The exercise - Copy the data below word for word, from its first line through the line that contains "pixel 718 238", including both of those lines. Leave the pictures out of your copy.

(Rows from a pointing dataset)

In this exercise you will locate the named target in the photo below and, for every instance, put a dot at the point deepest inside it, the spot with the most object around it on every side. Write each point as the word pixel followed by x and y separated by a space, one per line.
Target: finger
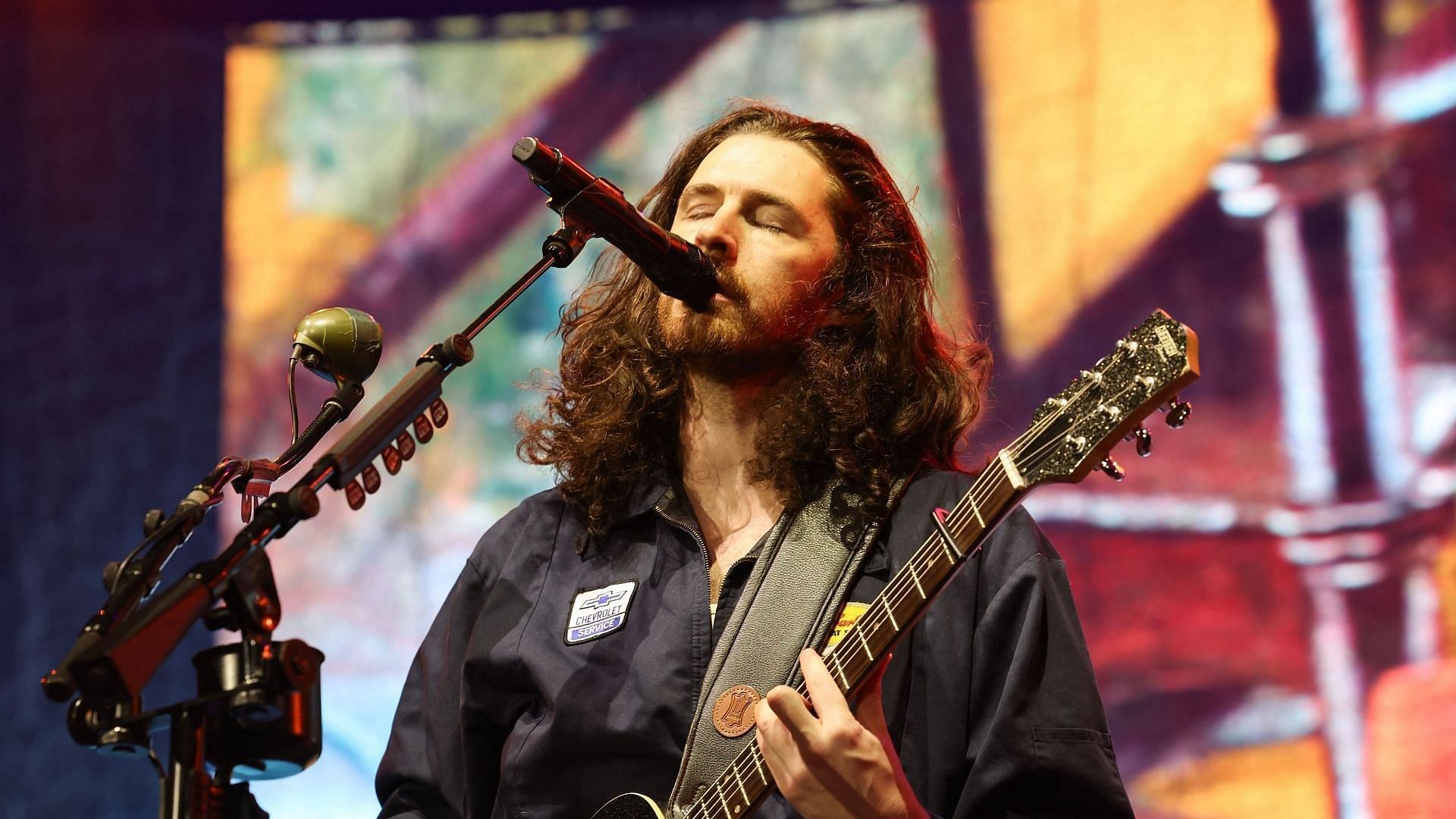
pixel 829 700
pixel 871 707
pixel 791 710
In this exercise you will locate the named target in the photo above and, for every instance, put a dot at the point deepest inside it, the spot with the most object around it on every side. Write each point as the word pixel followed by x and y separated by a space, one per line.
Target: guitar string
pixel 752 755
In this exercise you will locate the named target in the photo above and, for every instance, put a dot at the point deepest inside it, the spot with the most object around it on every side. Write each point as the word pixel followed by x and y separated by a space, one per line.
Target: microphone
pixel 338 344
pixel 674 264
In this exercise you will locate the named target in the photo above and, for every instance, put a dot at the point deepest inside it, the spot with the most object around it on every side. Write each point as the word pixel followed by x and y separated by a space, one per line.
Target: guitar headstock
pixel 1075 428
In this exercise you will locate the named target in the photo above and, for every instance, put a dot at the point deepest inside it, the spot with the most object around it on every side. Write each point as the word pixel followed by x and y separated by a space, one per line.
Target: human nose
pixel 718 238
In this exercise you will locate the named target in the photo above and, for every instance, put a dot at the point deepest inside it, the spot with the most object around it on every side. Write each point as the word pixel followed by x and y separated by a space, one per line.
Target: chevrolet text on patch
pixel 599 613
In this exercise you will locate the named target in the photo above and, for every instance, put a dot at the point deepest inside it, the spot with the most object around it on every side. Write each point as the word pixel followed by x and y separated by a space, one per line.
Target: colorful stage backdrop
pixel 1270 599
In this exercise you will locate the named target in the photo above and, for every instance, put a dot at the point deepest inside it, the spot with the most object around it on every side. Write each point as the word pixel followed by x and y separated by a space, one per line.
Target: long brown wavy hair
pixel 868 401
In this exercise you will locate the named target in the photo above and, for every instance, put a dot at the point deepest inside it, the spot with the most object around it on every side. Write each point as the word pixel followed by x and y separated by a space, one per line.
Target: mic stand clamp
pixel 256 714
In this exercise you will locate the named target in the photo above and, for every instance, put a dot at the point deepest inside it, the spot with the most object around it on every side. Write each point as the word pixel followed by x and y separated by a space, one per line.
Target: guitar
pixel 1069 435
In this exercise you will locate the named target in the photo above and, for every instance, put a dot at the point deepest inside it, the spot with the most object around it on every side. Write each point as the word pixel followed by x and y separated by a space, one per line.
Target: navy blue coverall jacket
pixel 528 701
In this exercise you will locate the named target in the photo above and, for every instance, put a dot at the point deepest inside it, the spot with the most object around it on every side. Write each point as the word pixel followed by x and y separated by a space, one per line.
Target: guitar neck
pixel 899 607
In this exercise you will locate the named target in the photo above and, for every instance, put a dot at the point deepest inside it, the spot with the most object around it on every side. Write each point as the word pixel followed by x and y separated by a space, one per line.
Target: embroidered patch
pixel 846 618
pixel 599 613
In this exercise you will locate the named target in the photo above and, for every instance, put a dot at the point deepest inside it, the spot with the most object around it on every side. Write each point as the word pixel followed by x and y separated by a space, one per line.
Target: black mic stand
pixel 246 689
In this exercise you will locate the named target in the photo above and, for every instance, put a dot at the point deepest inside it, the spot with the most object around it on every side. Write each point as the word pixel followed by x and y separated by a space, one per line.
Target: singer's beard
pixel 736 337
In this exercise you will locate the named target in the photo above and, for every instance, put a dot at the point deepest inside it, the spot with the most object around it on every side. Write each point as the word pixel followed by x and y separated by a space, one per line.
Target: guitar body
pixel 629 806
pixel 1069 433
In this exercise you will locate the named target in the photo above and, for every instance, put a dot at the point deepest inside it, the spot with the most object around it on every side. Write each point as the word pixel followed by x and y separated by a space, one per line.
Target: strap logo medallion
pixel 733 711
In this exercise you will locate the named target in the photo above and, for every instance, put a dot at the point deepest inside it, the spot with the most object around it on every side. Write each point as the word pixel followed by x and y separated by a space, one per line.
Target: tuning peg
pixel 1145 442
pixel 424 430
pixel 1111 468
pixel 1178 413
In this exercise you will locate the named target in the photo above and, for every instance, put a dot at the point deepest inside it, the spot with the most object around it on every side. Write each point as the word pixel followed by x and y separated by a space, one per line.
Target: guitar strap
pixel 789 602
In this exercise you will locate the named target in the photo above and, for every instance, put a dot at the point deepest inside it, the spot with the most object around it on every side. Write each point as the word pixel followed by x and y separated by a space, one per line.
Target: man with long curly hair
pixel 568 661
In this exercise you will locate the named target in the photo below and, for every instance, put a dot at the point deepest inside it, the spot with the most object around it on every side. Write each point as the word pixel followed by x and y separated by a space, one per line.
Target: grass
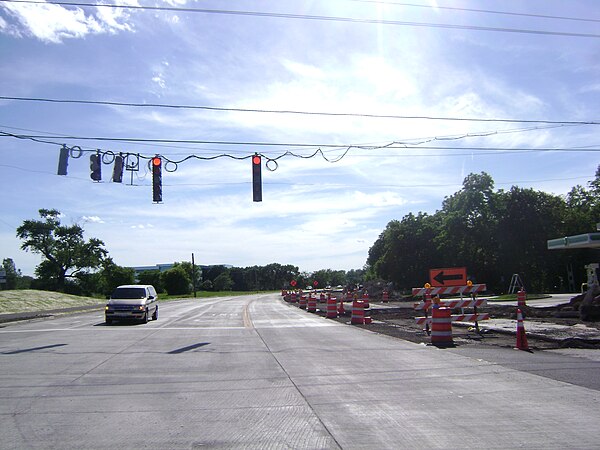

The completed task -
In this exercise you will locate the named target in the photo below and, for every instance, put a dot at the point deepest inside it, the spot with the most object around it on every side. Write each point as the word pixel followed by x and y separated by a space, one per line.
Target: finger
pixel 829 700
pixel 871 707
pixel 791 710
In this exercise you will locate the named target in the photo above and, for every instance, put a dot at the point deepest inside it, the spot with the most object around it on every side. Write each point as the word pixel followed by x and y separated by a space, one per line.
Target: guitar string
pixel 752 755
In this exercise you will locate the named target in the photo above and, for every instance, put a dot at the point deepest inside it, the spot with the most object around it on every side. Write each point as the word pixel followed by x and y separated by a space, one per line.
Target: microphone
pixel 338 344
pixel 674 264
In this exercise you will locate the named target in the photo above and, for every instance, put a dot at the point deepest inside it, the spot with the most object around it on every side. Write each point as the word pixel followed by x and y separated by a space, one per line.
Target: guitar headstock
pixel 1075 428
In this exercise you will locate the named target in the photo above and, for every instance, put a dot at the point deepest inside it, the spot with the most object around it on every side. Write each point as the word pixel followed by x and y separated by a space, one per line.
Target: human nose
pixel 718 238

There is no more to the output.